WHAT IS EXPECTED:
Nothing should be left out: repeat all the data exactly.

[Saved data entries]
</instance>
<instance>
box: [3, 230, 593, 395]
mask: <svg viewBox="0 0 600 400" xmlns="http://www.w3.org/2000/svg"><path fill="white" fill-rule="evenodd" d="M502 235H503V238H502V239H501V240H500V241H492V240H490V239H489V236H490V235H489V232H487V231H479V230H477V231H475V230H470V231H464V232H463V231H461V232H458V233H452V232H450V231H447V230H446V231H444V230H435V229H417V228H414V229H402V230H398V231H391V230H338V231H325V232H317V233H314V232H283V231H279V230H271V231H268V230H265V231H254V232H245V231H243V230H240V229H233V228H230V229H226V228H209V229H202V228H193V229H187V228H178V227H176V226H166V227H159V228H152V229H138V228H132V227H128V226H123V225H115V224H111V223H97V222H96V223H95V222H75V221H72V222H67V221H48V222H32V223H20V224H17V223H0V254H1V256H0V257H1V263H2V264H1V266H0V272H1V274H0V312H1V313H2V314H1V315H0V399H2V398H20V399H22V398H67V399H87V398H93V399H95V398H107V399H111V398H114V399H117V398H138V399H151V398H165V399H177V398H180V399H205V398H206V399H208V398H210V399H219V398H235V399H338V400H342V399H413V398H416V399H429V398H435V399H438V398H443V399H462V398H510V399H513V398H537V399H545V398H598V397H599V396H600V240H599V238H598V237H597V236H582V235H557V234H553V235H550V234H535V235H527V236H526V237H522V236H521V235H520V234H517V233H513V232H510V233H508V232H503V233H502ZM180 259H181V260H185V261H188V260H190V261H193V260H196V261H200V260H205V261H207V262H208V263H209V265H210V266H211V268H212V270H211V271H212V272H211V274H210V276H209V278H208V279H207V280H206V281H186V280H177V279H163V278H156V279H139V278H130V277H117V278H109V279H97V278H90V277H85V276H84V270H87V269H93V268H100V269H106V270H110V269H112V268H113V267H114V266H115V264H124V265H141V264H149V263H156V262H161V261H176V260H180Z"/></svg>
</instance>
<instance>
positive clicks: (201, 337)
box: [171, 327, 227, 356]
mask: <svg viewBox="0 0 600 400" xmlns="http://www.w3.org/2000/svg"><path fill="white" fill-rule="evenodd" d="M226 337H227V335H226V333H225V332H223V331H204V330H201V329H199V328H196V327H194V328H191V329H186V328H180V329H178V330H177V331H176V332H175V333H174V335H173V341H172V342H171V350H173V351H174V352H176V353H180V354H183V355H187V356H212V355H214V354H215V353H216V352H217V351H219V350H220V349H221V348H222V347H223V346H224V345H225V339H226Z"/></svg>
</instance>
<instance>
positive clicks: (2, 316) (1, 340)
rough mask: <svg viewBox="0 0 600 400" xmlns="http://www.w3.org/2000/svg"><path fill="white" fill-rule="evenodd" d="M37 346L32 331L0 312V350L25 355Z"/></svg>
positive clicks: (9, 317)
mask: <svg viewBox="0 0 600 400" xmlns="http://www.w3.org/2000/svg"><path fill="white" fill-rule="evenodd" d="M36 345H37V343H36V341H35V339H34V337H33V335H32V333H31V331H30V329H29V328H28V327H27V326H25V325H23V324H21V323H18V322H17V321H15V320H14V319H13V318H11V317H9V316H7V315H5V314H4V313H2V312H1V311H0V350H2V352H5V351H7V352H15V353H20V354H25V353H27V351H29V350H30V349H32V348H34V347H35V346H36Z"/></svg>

OUTPUT OF THE EXERCISE:
</instance>
<instance>
box: [3, 230, 593, 395]
mask: <svg viewBox="0 0 600 400" xmlns="http://www.w3.org/2000/svg"><path fill="white" fill-rule="evenodd" d="M502 235H503V238H502V239H501V240H500V241H492V240H490V239H489V236H490V235H489V232H487V231H479V230H477V231H475V230H470V231H464V232H463V231H461V232H458V233H452V232H450V231H447V230H446V231H444V230H435V229H417V228H414V229H402V230H398V231H391V230H338V231H325V232H317V233H314V232H283V231H279V230H271V231H268V230H265V231H254V232H245V231H243V230H240V229H233V228H230V229H226V228H209V229H202V228H193V229H187V228H178V227H176V226H166V227H159V228H152V229H138V228H132V227H128V226H123V225H115V224H111V223H97V222H96V223H95V222H75V221H72V222H67V221H48V222H32V223H20V224H17V223H0V254H1V256H0V257H1V263H2V264H1V266H0V272H1V274H0V312H1V313H2V314H1V315H0V399H2V398H20V399H22V398H67V399H87V398H93V399H95V398H107V399H111V398H114V399H117V398H138V399H151V398H165V399H177V398H180V399H205V398H206V399H208V398H210V399H219V398H235V399H338V400H342V399H413V398H416V399H429V398H435V399H438V398H443V399H462V398H510V399H513V398H537V399H545V398H598V397H599V396H600V240H599V238H598V237H597V236H582V235H557V234H553V235H550V234H535V235H527V236H526V237H522V236H521V235H520V234H517V233H513V232H510V233H508V232H503V233H502ZM180 259H181V260H185V261H188V260H190V261H193V260H196V261H200V260H205V261H207V262H208V263H209V265H210V266H211V268H212V270H211V271H212V272H211V274H210V276H209V278H208V279H207V280H206V281H186V280H177V279H163V278H156V279H139V278H130V277H117V278H109V279H97V278H90V277H85V276H84V270H87V269H93V268H100V269H106V270H110V269H112V268H113V267H114V266H115V264H124V265H141V264H149V263H156V262H161V261H176V260H180Z"/></svg>
</instance>
<instance>
positive clicks: (201, 337)
box: [171, 327, 227, 356]
mask: <svg viewBox="0 0 600 400" xmlns="http://www.w3.org/2000/svg"><path fill="white" fill-rule="evenodd" d="M226 337H227V335H226V333H225V332H223V331H204V330H201V329H199V328H196V327H194V328H191V329H186V328H180V329H178V330H177V331H176V332H175V333H174V335H173V341H172V342H171V350H173V351H174V352H176V353H180V354H183V355H187V356H212V355H214V354H215V353H216V352H217V351H219V350H220V349H221V348H222V347H223V346H224V345H225V339H226Z"/></svg>
</instance>
<instance>
positive clicks: (2, 316) (1, 340)
rough mask: <svg viewBox="0 0 600 400" xmlns="http://www.w3.org/2000/svg"><path fill="white" fill-rule="evenodd" d="M37 346L32 331L0 312V350L25 355Z"/></svg>
positive clicks: (9, 317)
mask: <svg viewBox="0 0 600 400" xmlns="http://www.w3.org/2000/svg"><path fill="white" fill-rule="evenodd" d="M36 345H37V343H36V341H35V339H34V337H33V335H32V333H31V331H30V329H29V328H28V327H27V326H25V325H23V324H21V323H18V322H17V321H15V320H14V319H13V318H11V317H9V316H7V315H5V314H4V313H2V312H1V311H0V350H2V352H5V351H7V352H15V353H20V354H25V353H27V351H29V350H30V349H32V348H34V347H35V346H36Z"/></svg>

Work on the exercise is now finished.